• _ARTICLE_:
##########
However, there are quite a few examples of yields floating around in the market today in the 6-9% range and, barring some unusual development, are likely to stick around. Some of them might even grow a bit, as I suspect the current 7% yield at this featured stock will.
Foolishly yours,
Nate Parmelee
Senior analyst, Stock Advisor Canada
“Best Buys Now” Pick #1:
Telus (TSX:T)
To be fair, the recent headlines about the communications industry aren’t great. That’s certainly weighing on Telus’s (TSX:T) share price. I also think there is a pretty good argument that, at this point, the sales opportunities for current technologies are close to saturated. But there will be new, faster wireless technology to sell in the future, and Telus generally ranks highly — or at least better than its competitors — on service with competitive pricing. So, this isn’t a business in decline.
##########
• _ITEMS_:

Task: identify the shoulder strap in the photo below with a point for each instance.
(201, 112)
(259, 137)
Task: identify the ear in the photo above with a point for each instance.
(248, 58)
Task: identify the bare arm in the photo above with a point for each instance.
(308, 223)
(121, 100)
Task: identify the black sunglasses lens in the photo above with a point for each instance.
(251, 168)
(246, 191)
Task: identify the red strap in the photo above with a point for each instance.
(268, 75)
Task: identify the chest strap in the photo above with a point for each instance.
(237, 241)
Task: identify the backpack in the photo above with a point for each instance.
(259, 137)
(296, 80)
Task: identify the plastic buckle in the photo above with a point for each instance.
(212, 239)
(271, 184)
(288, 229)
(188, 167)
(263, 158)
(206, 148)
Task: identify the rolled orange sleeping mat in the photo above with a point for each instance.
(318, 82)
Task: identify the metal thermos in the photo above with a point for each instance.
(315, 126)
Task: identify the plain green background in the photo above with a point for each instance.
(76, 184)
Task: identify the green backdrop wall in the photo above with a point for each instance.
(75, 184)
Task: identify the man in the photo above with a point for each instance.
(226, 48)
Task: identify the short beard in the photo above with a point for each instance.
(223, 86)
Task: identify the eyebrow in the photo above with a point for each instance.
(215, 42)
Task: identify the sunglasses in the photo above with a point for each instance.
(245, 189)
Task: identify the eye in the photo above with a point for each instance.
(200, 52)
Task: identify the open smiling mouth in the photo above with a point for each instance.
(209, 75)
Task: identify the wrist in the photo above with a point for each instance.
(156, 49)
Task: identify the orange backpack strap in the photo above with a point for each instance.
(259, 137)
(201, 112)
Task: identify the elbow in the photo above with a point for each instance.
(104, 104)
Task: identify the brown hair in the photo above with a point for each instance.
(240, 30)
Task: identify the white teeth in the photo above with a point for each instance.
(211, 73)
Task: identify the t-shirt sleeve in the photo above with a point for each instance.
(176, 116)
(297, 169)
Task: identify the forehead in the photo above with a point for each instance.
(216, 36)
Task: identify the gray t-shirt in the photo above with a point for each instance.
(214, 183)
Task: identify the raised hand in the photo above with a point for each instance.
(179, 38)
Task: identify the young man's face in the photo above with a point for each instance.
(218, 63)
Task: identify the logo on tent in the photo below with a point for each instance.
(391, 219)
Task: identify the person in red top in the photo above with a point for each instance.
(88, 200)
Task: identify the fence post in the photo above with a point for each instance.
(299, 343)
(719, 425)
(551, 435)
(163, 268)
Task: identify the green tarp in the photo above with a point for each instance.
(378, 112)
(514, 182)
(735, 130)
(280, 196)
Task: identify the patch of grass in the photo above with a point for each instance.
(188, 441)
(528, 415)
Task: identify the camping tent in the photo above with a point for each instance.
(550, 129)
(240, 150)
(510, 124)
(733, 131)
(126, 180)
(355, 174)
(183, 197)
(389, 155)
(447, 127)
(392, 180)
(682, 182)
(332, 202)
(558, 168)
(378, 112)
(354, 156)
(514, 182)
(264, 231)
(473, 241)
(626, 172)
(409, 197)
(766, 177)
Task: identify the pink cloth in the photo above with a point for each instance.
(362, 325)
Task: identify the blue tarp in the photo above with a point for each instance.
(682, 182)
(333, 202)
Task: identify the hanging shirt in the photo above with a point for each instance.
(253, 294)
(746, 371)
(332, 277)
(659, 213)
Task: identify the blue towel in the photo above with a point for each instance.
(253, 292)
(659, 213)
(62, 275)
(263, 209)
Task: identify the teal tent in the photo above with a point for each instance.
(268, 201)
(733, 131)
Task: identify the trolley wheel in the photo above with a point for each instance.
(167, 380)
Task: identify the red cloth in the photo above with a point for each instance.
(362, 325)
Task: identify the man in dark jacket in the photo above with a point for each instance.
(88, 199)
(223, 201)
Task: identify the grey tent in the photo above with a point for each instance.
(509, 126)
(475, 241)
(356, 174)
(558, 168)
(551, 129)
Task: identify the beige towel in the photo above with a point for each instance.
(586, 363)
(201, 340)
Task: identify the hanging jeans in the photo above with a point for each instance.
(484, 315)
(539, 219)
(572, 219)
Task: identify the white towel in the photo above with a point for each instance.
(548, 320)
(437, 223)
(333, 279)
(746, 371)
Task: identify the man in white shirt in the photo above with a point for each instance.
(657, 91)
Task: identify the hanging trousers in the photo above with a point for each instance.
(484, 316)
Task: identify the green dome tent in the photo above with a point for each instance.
##########
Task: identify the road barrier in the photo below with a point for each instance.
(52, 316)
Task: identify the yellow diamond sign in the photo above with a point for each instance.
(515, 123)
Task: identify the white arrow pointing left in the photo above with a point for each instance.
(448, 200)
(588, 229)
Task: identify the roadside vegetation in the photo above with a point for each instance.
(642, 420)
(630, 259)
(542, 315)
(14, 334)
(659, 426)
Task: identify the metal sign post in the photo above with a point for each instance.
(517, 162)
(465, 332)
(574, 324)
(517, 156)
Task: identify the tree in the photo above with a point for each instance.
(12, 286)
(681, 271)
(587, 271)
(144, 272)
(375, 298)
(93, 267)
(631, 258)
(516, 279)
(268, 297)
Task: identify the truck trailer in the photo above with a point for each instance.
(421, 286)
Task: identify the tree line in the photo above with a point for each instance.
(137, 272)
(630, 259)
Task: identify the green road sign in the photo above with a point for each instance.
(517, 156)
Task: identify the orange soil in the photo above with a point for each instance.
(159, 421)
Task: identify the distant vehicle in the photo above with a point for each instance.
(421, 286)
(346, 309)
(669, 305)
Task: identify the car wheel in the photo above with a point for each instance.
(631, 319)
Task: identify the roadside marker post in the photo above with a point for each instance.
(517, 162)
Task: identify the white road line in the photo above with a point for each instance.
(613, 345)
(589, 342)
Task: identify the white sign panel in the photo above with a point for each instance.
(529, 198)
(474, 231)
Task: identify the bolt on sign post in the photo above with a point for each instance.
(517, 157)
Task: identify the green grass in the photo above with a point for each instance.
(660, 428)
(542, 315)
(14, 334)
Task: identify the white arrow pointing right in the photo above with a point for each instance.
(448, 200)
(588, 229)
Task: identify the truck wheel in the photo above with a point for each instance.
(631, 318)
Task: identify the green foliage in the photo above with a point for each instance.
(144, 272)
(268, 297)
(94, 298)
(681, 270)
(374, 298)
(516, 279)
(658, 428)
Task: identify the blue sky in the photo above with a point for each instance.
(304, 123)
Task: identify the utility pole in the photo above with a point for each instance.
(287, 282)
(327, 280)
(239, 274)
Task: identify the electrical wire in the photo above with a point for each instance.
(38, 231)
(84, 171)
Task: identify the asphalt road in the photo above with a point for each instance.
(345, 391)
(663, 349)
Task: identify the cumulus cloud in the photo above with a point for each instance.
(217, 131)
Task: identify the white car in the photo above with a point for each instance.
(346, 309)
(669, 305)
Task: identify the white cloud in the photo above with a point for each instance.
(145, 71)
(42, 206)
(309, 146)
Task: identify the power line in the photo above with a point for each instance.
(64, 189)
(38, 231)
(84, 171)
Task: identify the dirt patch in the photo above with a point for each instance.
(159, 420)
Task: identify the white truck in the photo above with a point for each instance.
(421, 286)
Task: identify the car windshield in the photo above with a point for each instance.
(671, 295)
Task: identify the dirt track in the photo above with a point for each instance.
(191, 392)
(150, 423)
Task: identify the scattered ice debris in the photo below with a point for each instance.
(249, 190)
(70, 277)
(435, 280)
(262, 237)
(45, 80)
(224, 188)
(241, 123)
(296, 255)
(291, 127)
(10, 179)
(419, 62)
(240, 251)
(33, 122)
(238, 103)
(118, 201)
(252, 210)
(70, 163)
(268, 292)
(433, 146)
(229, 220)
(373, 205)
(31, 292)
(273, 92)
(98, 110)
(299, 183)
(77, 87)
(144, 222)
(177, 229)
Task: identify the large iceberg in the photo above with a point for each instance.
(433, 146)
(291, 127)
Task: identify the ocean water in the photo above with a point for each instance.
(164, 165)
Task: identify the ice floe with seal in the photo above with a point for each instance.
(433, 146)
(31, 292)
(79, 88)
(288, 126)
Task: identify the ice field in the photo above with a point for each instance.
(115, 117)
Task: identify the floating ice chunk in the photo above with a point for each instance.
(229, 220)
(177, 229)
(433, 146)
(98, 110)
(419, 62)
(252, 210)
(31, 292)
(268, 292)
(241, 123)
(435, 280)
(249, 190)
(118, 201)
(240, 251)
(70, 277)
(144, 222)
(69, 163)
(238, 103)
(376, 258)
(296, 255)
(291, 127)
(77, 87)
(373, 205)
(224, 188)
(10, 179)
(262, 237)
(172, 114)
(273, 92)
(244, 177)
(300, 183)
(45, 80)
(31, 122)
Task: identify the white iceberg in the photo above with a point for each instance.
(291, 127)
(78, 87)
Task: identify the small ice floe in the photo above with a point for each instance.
##########
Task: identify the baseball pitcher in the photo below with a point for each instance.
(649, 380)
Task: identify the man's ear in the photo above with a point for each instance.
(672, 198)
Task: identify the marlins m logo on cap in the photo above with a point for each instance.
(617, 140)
##########
• _TASK REQUIREMENTS_:
a – According to the Telus article, why is Telus not a business in decline? Answer in one to three sentences.
b – Reproduce the Telus article starting with "However, there are" and going on through "featured stock will.", substituting "economy" for "market".
c – Proceed with the Telus article, carrying it on past its final sentence.
The lines aren't needed for any of this work.

• _RESULTS FOR EACH TASK_:
a – New, faster wireless technology will be available to sell in the future. Telus also generally ranks highly on service with competitive pricing, or at least better than its competitors.

b –
However, there are quite a few examples of yields floating around in the economy today in the 6-9% range and, barring some unusual development, are likely to stick around. Some of them might even grow a bit, as I suspect the current 7% yield at this featured stock will.

c –
Bears will say that Telus’s dividend is unsustainable because it’s so far beyond the company’s net income. This argument doesn’t hold any water for me, though. Dividends are paid with cash flow, and last year’s free cash flow amply covered the dividend. More importantly, capital spending at Telus is in decline now that its fibre network is built, which means higher free cash flow.
In fact, I suspect Telus will raise its dividend this year. So, that 7% dividend yield that’s on offer now is likely to deliver a higher effective yield on today’s purchase price later this year. That is, of course, assuming the shares are bought while the share price is depressed.